# [What you have to do]
Render each line of the listing below as one string in a JSON array, with no entries for blank lines.

──────────

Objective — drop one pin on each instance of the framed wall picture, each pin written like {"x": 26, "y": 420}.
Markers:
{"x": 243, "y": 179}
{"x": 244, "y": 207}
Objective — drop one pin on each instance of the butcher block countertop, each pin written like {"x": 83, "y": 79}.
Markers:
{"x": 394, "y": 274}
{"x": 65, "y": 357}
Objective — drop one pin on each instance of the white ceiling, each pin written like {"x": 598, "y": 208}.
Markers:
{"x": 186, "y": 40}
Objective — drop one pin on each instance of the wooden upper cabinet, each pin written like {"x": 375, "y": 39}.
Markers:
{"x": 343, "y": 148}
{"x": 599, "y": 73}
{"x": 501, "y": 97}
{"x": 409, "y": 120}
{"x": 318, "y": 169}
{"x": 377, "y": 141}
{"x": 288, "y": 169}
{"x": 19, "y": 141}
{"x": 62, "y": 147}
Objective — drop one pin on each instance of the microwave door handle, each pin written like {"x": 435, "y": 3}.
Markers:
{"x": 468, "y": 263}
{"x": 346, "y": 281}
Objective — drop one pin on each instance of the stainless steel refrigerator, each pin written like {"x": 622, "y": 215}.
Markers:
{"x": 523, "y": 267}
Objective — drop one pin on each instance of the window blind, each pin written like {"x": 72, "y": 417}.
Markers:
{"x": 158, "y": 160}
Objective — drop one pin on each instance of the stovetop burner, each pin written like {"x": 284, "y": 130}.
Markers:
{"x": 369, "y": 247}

──────────

# [Answer to the exercise]
[
  "Objective — drop one pin on each instance of the framed wall picture, each pin written like {\"x\": 26, \"y\": 420}.",
  "Markers:",
  "{\"x\": 243, \"y\": 179}",
  "{\"x\": 244, \"y\": 207}",
  "Objective — drop one pin on each instance of the butcher block countertop, each pin written like {\"x\": 83, \"y\": 79}.",
  "Markers:",
  "{\"x\": 394, \"y\": 274}",
  "{\"x\": 65, \"y\": 357}",
  "Objective — drop one pin on each instance of the white ceiling, each pin written like {\"x\": 598, \"y\": 208}.",
  "Markers:",
  "{\"x\": 186, \"y\": 40}",
  "Objective — drop one pin on each instance of the wooden upper cabinet, each pin written like {\"x\": 375, \"y\": 39}.",
  "Markers:",
  "{\"x\": 343, \"y\": 148}",
  "{\"x\": 599, \"y\": 73}",
  "{\"x\": 501, \"y\": 97}",
  "{\"x\": 409, \"y\": 120}",
  "{\"x\": 318, \"y\": 169}",
  "{\"x\": 377, \"y\": 141}",
  "{\"x\": 288, \"y\": 169}",
  "{\"x\": 19, \"y\": 141}",
  "{\"x\": 62, \"y\": 147}",
  "Objective — drop one pin on each instance of the microwave door handle, each pin written like {\"x\": 435, \"y\": 3}.",
  "Markers:",
  "{\"x\": 468, \"y\": 263}",
  "{\"x\": 346, \"y\": 281}",
  "Objective — drop one pin on each instance of the stainless steel refrigerator, each pin written like {\"x\": 622, \"y\": 215}.",
  "Markers:",
  "{\"x\": 523, \"y\": 267}",
  "Objective — drop one pin on each instance of the window blind, each pin written like {\"x\": 72, \"y\": 417}.",
  "Markers:",
  "{\"x\": 158, \"y\": 160}",
  "Objective — drop one pin on each instance of the stovetop burner, each pin written like {\"x\": 284, \"y\": 130}.",
  "Markers:",
  "{\"x\": 369, \"y\": 247}"
]